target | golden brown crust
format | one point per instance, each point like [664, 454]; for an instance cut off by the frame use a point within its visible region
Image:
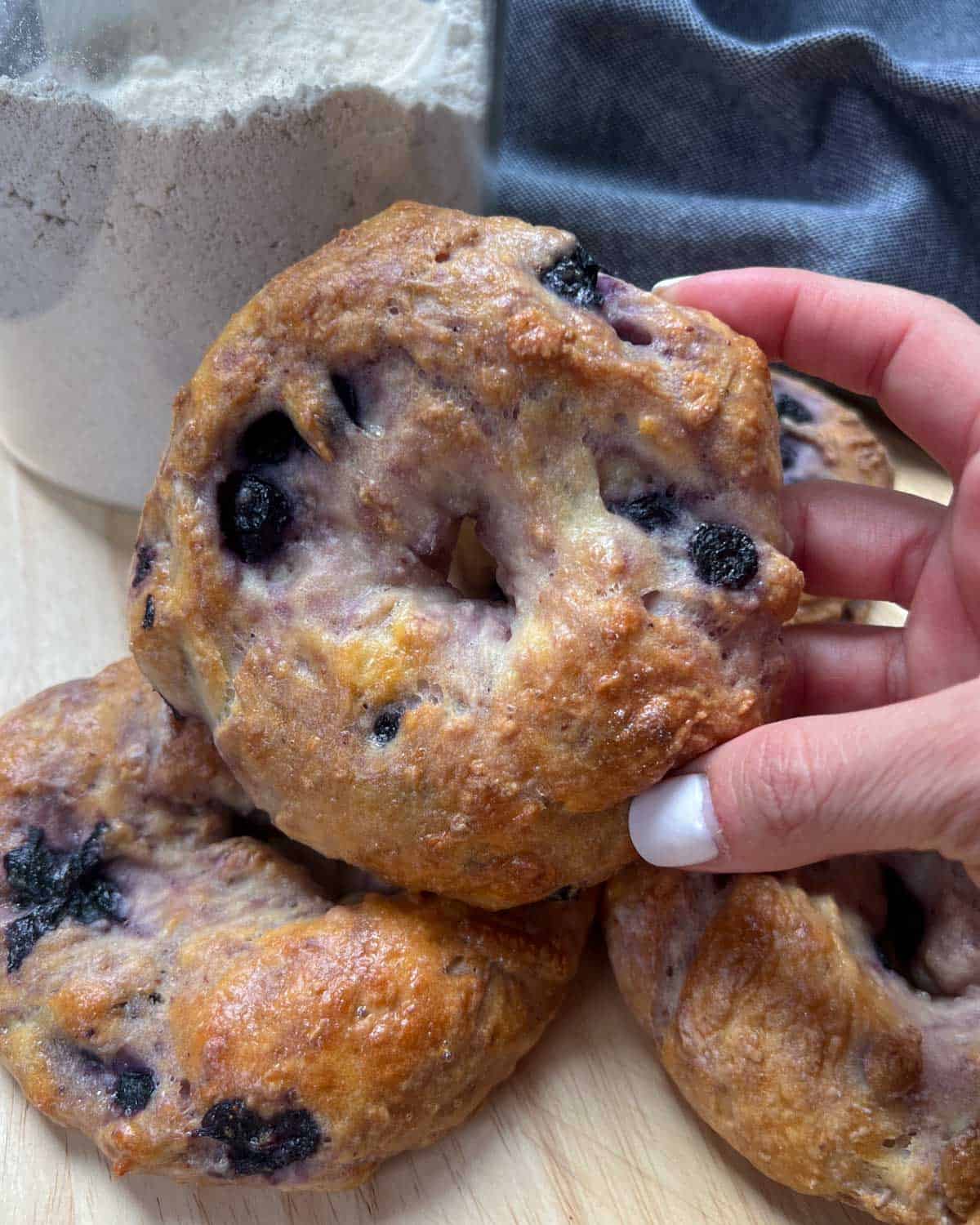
[778, 1022]
[522, 725]
[222, 975]
[835, 443]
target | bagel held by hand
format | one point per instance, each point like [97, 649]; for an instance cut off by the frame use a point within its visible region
[195, 1002]
[825, 1022]
[292, 580]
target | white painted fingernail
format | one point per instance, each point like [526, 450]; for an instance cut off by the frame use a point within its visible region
[671, 281]
[674, 825]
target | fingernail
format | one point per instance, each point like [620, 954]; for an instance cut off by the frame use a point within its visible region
[673, 825]
[670, 281]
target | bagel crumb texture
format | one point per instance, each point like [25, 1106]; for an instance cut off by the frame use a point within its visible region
[826, 1022]
[205, 1007]
[463, 382]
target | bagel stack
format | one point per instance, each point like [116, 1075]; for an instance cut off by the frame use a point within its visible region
[458, 543]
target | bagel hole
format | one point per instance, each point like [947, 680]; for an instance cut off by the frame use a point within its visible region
[336, 879]
[651, 600]
[350, 402]
[632, 333]
[930, 935]
[473, 568]
[898, 941]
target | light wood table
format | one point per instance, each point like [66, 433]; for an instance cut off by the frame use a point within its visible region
[588, 1131]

> _Set exercise_
Copy all of the records above line for line, leaving the picture out.

> _The answer_
target | golden brown crust
format | one point per instance, each point like [664, 454]; for an instance cut off by the frame use a point within its visible region
Image:
[778, 1022]
[522, 725]
[222, 975]
[835, 443]
target | bagel held by hand
format | one point per instance, each point like [97, 649]; for an instance cut off by the frame use a point within its visible region
[195, 1002]
[825, 1022]
[292, 580]
target | white painted fingernail
format | one point per instance, each point like [526, 450]; for an instance cut off by the frame use a point within its visible region
[671, 281]
[674, 825]
target | fingernail
format | one point per instance, each point like [620, 954]; for an instance cut off by the frame use a point within its visible region
[673, 825]
[670, 281]
target | bagel crumb texture
format | one point per instance, each point like [25, 1106]; for an instance cut off by the frame use a point within its visible region
[826, 1022]
[205, 1007]
[463, 382]
target | bagel stack
format | one point per instance, each point like [116, 1075]; for an instance cut off by the frame use a point within its visible region
[458, 543]
target | bagel hole
format | one point per instance, each point like [947, 680]; for an instance cut off by the frame use a point within its visible region
[336, 879]
[651, 600]
[350, 402]
[632, 333]
[930, 935]
[473, 568]
[898, 941]
target | light wood table
format | one point per instance, each point like [66, 433]; for an instance cut off by the frame use a point within its visible region
[588, 1131]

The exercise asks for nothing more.